── Text section

At Anthropic, the race to build cutting-edge artificial intelligence (AI) is increasingly defined by one constraint: computing, and at the center of the company's response is its low-profile chief financial officer, Krishna Rao, who has emerged as a key architect of its rapid expansion.
In February, Anthropic raised US$30 billion in a Series G round led by GIC and Coatue Management, valuing the company at US$380 billion post-money. The round drew a broad coalition of global investors, including D. E. Shaw Ventures, Dragoneer Investment Group, Founders Fund, ICONIQ Capital, and MGX, alongside participation from tech giants like Microsoft and Nvidia.
The funding is being directed toward frontier research, product development, and most critically, infrastructure, as Anthropic seeks to maintain its position in enterprise AI and coding tools. "The message from our customers is the same: Claude is increasingly becoming critical to how businesses work," Rao said, pointing to demand from both startups and large corporations.
That demand has translated into extraordinary growth. Less than three years after generating its first dollar of revenue, Anthropic has reached a US$14 billion run rate, expanding more than tenfold annually over that period. More recently, that figure has surged past US$30 billion, driven by the rapid adoption of its Claude models.
To sustain that trajectory, Anthropic is making its largest infrastructure bet yet. The company has signed a new agreement with Google and Broadcom to secure multiple gigawatts of next-generation TPU capacity, expected to come online starting in 2027. Most of that compute will be based in the US, expanding on an earlier US$50 billion commitment to domestic infrastructure.

────

Exercise -
Continue the article above about Anthropic's funding and computing expansion, starting after its final paragraph.

── Entries shown

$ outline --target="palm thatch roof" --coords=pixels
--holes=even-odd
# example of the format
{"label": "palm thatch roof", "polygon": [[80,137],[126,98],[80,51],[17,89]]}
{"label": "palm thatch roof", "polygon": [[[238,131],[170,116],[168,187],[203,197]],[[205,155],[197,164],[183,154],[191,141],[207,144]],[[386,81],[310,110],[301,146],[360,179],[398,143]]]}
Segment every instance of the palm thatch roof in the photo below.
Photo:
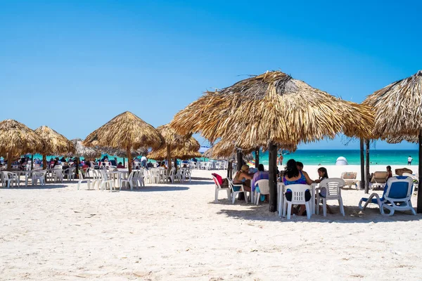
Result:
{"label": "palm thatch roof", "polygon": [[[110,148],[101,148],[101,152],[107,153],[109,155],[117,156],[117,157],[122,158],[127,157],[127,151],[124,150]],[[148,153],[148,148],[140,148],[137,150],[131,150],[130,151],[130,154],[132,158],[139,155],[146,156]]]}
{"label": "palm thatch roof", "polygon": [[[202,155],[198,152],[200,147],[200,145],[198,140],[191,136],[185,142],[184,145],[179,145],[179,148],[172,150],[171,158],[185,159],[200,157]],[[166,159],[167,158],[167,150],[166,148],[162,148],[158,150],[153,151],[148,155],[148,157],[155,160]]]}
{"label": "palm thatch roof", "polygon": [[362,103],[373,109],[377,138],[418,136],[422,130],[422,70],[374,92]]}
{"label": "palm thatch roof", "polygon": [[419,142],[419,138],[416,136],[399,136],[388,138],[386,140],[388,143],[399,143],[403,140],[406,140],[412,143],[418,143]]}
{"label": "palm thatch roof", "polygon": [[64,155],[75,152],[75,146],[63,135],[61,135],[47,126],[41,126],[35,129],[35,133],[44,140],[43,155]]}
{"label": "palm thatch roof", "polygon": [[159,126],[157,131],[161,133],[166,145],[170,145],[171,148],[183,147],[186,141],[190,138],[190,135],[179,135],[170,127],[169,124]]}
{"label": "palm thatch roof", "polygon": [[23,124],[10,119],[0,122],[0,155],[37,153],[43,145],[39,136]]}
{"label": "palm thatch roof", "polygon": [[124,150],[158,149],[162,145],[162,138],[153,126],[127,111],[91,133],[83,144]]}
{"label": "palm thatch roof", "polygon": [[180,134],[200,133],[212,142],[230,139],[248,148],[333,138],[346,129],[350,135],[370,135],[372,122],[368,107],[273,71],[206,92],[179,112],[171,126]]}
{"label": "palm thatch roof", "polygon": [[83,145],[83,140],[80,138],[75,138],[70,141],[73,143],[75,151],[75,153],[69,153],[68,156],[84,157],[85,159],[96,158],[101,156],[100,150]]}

────
── Entries shown

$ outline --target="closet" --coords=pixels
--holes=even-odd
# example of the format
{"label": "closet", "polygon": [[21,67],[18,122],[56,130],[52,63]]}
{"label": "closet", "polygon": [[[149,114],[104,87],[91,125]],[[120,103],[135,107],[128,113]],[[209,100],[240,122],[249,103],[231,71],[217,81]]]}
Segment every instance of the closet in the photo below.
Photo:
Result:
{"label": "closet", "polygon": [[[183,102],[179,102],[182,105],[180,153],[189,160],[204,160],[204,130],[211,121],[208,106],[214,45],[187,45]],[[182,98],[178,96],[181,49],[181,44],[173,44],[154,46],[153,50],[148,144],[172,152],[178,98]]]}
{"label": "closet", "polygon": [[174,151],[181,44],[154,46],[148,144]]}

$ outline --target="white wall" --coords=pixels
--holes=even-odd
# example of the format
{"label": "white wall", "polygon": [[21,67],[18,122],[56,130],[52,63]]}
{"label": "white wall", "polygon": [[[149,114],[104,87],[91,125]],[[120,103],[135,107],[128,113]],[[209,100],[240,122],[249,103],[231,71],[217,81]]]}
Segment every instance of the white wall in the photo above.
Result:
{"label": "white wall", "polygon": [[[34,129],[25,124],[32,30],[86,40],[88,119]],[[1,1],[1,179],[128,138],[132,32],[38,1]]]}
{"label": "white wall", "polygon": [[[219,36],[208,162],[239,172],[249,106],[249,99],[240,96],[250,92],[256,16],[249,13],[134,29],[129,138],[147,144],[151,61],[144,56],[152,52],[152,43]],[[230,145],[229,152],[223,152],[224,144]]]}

────

Response to the exercise -
The deal reflects a strategy Rao has championed since joining in 2024: diversify supply. Anthropic now operates across chips from Nvidia, Google, and Amazon, and remains the only frontier AI developer with models deployed across all three major cloud platforms, including Amazon Web Services (AWS), Google Cloud, and Microsoft Azure.
That flexibility has become a competitive advantage in an industry constrained by scarce chips and soaring demand. But it also underscores the scale of the challenge. Training and running advanced AI models requires vast, costly clusters of hardware, and competition for those resources is intensifying — particularly with rivals like OpenAI.
Rao, who previously held roles at Blackstone and Airbnb, is now tasked with balancing that growth against financial discipline. He has already overseen roughly US$60 billion in fundraising, helping position Anthropic among the most valuable private companies in the world.
Yet even as capital pours in, the margin for error remains thin. Anthropic's chief executive, Dario Amodei, has warned that misjudging future compute needs could determine whether the company succeeds or fails.
For Rao, the job is no longer just about raising money. It is about securing the physical backbone of the AI era and doing so fast enough to keep up with demand that shows no sign of slowing.